◆ Problem statement ◆
Using the entries below, output exactly the line containing "Locate every instance of the group" and all lines that follow it to the end.

══════════════════════════════

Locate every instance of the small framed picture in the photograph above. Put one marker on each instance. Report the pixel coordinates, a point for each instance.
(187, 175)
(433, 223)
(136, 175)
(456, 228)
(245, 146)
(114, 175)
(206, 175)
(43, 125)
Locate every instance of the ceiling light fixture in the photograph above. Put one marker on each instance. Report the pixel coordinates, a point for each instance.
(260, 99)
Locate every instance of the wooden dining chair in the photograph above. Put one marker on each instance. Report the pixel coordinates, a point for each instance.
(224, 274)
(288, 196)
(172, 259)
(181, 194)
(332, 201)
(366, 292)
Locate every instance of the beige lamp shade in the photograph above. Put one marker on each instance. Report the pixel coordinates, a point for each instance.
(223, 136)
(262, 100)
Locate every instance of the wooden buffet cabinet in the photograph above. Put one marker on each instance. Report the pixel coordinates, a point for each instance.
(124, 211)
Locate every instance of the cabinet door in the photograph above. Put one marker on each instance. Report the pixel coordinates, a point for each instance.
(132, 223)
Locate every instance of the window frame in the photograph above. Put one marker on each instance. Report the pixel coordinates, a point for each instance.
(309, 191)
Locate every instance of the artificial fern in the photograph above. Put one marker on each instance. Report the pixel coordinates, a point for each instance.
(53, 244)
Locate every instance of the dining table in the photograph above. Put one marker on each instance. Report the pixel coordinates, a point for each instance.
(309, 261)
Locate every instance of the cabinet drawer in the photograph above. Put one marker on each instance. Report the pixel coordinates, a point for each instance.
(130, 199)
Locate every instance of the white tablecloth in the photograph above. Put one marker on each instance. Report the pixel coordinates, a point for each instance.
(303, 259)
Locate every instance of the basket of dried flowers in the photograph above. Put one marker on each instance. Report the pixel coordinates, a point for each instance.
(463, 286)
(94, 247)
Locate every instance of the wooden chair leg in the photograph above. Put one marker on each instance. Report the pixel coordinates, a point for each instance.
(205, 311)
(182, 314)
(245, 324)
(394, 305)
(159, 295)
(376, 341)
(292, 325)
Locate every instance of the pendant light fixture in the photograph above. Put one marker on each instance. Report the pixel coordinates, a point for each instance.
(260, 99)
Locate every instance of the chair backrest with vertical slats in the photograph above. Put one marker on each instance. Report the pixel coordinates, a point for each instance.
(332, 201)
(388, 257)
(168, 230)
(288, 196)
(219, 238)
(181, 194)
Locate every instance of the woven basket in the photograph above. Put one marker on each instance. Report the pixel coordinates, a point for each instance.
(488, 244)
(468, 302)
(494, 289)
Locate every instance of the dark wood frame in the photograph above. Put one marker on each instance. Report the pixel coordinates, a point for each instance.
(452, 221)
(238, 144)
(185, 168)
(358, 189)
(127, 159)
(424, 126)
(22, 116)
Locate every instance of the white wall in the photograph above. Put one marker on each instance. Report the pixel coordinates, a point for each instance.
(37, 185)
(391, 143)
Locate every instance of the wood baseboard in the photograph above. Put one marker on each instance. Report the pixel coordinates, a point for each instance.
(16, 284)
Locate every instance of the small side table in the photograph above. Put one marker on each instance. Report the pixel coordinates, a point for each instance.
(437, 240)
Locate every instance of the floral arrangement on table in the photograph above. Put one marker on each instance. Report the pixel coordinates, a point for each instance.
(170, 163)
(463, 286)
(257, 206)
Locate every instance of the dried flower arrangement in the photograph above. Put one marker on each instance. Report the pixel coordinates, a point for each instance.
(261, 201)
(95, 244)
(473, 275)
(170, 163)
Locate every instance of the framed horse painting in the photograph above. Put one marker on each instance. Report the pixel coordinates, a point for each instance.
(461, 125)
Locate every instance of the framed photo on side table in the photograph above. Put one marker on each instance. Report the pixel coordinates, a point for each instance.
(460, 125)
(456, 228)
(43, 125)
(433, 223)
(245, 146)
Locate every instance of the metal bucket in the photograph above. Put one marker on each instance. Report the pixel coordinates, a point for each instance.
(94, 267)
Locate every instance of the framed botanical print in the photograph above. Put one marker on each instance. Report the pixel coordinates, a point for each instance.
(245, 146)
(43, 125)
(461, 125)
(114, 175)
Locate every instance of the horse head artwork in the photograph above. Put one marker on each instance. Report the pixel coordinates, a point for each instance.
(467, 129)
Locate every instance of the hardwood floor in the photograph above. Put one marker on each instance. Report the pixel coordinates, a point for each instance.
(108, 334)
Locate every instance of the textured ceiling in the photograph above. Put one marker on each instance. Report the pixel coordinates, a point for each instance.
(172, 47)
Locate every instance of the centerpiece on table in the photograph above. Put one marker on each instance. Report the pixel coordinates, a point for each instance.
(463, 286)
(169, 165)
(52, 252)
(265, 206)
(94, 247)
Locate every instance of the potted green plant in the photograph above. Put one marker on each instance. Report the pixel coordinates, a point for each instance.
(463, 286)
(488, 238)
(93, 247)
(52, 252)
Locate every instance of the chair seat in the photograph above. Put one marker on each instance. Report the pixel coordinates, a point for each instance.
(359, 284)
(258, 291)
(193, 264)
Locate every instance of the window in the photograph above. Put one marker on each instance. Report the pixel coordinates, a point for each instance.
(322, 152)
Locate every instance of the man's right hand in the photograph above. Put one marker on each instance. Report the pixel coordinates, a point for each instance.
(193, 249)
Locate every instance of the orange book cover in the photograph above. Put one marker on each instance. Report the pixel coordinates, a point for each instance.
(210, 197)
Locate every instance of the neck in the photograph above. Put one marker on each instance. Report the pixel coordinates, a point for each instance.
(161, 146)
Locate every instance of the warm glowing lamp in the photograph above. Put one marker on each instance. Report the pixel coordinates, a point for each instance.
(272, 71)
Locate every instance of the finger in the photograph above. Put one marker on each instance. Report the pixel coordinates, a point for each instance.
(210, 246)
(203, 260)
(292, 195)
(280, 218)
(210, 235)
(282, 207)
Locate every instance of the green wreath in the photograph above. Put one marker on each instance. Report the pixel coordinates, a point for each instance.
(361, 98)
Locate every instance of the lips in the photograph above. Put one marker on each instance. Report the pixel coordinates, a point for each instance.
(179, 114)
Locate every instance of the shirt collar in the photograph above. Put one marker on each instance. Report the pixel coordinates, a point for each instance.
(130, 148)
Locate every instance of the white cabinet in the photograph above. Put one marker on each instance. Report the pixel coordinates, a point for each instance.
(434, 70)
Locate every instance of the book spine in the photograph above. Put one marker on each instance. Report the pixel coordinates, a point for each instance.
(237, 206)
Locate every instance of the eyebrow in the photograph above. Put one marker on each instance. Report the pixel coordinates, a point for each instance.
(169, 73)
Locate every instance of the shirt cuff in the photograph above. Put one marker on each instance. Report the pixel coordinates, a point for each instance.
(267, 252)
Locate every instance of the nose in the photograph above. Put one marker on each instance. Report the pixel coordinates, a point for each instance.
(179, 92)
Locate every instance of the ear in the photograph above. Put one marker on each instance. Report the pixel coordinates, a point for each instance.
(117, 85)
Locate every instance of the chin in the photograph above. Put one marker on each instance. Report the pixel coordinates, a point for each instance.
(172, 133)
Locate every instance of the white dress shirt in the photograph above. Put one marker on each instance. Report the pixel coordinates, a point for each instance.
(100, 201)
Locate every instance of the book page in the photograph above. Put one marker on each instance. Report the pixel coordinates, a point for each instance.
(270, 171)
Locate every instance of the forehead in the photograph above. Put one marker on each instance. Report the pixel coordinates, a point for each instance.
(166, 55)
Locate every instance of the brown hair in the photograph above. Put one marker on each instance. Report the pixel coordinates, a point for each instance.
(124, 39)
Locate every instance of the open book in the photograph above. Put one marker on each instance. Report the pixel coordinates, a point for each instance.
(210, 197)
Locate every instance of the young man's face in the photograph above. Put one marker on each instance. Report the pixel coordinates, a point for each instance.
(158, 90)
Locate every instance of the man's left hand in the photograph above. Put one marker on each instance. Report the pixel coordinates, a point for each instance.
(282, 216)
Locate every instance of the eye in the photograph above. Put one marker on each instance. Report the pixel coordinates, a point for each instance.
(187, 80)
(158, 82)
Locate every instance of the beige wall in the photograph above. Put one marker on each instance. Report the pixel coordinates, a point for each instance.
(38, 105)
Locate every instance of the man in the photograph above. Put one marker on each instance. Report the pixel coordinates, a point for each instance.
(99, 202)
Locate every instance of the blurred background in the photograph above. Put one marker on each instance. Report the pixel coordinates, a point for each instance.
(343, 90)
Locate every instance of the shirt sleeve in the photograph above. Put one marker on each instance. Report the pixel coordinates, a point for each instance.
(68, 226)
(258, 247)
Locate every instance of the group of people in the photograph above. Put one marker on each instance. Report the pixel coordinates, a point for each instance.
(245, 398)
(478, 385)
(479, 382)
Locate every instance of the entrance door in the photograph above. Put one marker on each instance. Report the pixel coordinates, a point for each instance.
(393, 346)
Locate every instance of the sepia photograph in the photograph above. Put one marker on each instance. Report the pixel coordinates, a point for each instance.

══════════════════════════════

◆ Task answer ◆
Locate every instance of the group of people in the photograph above. Put one marker on each instance. Report the pixel coordinates, a point for each instance.
(245, 398)
(478, 385)
(479, 382)
Locate every instance of the entrance door in the photograph above. Put one marker on each instance. Report the pixel coordinates, a point for each instance.
(393, 346)
Locate every instance of the sepia photograph in the photograph above. Put one marker on each instance. Report the pixel coordinates, a point for each instance.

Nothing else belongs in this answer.